Your goal - Identify every line of the records below that contains the string "tree", and copy each such line in full. Treat uppercase and lowercase letters as distinct when matching.

— START —

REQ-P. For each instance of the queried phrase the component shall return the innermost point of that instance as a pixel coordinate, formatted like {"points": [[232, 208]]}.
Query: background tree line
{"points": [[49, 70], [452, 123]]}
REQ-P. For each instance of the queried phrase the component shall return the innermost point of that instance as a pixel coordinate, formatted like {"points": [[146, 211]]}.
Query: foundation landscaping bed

— END —
— START —

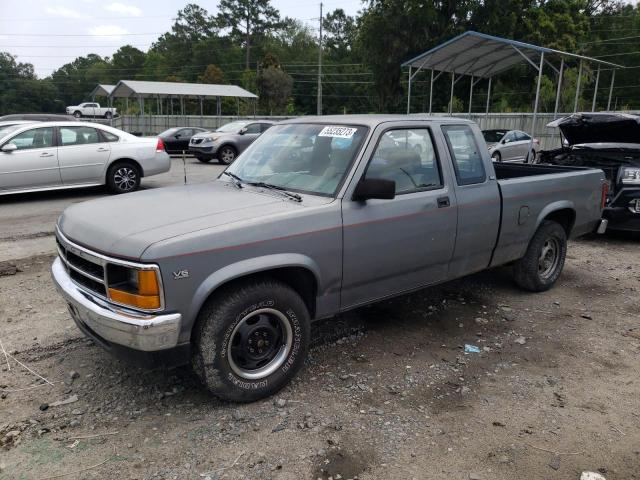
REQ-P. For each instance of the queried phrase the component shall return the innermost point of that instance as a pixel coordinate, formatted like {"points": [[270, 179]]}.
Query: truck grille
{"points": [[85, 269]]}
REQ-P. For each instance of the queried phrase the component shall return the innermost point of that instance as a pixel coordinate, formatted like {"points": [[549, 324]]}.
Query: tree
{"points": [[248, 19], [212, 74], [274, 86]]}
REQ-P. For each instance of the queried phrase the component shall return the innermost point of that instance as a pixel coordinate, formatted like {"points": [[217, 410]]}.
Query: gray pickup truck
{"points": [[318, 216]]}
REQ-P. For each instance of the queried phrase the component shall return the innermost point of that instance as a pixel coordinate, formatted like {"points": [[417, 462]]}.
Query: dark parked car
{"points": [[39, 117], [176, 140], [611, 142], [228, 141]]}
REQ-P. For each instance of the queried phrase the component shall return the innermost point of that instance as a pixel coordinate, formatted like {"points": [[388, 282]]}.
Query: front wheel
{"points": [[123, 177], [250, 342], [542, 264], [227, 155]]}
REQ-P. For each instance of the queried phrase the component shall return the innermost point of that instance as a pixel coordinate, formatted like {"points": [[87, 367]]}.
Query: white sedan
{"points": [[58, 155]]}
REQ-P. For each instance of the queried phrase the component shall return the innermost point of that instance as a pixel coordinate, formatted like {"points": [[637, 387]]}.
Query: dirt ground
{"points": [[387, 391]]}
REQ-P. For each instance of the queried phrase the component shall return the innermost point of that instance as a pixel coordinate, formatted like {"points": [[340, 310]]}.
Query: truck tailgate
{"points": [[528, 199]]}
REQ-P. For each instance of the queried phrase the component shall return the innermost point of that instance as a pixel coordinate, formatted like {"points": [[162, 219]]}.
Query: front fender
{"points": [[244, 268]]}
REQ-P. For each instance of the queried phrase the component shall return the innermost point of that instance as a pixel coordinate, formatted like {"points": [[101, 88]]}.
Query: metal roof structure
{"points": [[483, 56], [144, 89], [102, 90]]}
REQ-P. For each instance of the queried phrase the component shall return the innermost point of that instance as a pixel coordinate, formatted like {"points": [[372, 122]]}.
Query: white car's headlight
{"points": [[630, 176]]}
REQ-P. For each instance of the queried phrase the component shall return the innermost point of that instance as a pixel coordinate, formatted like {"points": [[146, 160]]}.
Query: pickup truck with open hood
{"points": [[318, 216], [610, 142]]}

— END —

Reply to the task -
Query: background tree line
Query: tree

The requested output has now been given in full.